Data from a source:
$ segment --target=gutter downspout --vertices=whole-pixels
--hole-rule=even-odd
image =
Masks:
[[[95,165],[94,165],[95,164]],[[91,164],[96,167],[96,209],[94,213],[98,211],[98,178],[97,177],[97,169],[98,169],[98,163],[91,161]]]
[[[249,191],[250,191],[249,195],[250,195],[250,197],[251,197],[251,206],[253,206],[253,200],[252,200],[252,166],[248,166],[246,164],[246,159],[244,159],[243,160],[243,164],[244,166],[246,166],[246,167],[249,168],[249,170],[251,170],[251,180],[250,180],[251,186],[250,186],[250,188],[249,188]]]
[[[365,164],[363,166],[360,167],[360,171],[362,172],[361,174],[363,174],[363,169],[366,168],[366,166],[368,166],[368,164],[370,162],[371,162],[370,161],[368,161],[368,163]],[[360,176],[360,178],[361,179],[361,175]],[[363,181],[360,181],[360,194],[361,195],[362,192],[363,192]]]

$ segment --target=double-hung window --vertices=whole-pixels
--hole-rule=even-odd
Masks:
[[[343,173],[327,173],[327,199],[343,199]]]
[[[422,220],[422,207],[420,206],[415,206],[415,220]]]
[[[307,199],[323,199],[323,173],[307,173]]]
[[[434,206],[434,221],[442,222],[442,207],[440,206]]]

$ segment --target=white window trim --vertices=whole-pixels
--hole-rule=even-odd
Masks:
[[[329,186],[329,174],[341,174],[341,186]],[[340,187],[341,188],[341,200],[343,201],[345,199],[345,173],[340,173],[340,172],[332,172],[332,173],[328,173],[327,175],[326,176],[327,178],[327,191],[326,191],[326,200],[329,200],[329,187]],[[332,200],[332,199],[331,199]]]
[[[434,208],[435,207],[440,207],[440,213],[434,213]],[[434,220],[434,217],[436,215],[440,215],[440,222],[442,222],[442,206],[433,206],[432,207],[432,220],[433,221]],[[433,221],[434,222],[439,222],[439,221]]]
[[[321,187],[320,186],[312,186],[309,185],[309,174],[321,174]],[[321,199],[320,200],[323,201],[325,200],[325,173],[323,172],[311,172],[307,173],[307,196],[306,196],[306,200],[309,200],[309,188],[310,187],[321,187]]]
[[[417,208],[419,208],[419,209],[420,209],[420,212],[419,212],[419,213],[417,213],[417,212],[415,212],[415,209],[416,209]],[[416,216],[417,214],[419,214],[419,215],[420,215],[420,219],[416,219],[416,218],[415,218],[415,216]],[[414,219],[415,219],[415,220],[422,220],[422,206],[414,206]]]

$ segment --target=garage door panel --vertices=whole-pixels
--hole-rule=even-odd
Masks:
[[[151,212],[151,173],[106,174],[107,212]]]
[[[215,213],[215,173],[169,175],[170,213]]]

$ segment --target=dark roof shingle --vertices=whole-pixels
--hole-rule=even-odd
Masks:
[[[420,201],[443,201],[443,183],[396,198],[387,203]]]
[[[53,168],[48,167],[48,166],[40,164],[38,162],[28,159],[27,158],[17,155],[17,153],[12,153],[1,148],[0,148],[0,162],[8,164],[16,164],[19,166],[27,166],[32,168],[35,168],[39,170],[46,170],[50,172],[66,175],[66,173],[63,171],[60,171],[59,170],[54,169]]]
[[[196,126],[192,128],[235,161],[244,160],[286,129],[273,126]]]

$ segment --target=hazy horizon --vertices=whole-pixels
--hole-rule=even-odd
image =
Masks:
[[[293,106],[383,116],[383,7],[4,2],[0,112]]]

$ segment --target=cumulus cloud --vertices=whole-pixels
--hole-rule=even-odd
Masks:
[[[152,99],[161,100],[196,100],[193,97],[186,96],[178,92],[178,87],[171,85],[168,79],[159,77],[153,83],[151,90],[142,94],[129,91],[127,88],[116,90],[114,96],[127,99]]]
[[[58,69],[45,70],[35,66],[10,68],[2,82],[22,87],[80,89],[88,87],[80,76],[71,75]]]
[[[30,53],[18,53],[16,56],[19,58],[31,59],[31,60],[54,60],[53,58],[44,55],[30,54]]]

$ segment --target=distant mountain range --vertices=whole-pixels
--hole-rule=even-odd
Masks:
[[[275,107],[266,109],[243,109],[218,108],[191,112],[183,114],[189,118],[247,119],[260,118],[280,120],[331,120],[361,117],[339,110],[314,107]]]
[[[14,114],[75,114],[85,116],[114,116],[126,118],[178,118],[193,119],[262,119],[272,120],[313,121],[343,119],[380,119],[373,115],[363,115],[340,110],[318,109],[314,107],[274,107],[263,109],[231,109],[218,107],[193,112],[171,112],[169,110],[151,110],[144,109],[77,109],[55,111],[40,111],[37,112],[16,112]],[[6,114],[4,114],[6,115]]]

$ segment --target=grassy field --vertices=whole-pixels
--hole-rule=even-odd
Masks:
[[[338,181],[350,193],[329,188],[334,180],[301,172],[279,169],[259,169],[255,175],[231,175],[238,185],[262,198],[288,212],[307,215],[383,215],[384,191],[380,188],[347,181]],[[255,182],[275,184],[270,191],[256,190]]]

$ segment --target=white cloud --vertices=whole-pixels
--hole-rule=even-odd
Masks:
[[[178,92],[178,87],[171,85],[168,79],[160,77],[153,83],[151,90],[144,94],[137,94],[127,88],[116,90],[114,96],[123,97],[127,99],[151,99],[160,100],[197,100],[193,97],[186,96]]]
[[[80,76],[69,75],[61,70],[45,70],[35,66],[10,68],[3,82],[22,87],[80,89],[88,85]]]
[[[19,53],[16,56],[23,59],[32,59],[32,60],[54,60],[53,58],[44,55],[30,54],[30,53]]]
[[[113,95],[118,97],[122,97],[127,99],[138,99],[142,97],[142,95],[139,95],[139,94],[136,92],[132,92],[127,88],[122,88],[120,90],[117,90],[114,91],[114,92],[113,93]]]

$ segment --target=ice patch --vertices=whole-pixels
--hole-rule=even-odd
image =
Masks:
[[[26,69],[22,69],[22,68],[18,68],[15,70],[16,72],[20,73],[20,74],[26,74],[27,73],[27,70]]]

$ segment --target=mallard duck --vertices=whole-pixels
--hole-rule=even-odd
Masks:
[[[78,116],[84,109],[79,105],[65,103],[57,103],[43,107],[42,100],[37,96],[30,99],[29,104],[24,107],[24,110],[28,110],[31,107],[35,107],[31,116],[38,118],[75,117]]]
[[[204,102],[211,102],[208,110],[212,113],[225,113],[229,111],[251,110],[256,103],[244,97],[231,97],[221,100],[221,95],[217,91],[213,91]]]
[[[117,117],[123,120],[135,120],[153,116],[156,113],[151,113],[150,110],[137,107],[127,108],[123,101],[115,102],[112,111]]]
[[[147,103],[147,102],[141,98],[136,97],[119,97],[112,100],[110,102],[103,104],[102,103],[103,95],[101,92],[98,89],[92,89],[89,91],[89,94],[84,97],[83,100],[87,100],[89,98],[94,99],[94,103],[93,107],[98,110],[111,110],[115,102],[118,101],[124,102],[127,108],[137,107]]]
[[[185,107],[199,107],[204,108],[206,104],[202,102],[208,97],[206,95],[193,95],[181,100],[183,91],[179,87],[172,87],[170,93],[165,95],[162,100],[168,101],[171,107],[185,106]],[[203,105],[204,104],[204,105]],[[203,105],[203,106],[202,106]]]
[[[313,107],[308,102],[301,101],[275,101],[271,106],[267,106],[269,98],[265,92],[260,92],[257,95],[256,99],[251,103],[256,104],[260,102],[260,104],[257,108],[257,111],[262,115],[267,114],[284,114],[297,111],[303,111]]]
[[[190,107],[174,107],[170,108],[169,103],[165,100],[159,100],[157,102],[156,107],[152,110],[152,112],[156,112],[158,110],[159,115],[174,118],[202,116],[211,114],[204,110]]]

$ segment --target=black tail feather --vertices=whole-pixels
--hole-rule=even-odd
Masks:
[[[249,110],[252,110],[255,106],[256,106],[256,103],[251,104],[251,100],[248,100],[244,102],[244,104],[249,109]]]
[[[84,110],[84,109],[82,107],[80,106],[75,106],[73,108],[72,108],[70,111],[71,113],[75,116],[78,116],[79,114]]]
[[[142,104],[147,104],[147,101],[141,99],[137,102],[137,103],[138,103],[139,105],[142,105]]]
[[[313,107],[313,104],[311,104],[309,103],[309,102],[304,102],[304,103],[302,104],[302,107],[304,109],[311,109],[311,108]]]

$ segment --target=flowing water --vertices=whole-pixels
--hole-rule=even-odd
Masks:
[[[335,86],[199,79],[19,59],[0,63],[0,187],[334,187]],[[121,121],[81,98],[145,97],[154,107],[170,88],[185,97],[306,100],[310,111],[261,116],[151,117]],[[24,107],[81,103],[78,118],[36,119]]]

**SET TASK:**
Retype the data from the line containing "--target=flowing water --vertices=whole-pixels" through the end of the data, with both ends included and every character unchanged.

**THE RESPONSE:**
$ segment --target=flowing water --vertices=whole-pixels
--hole-rule=even-odd
Masks:
[[[335,86],[199,79],[19,59],[0,63],[0,187],[334,187]],[[121,121],[81,98],[145,97],[154,107],[170,88],[185,97],[306,100],[310,111],[261,116],[151,117]],[[24,107],[81,103],[78,118],[36,119]]]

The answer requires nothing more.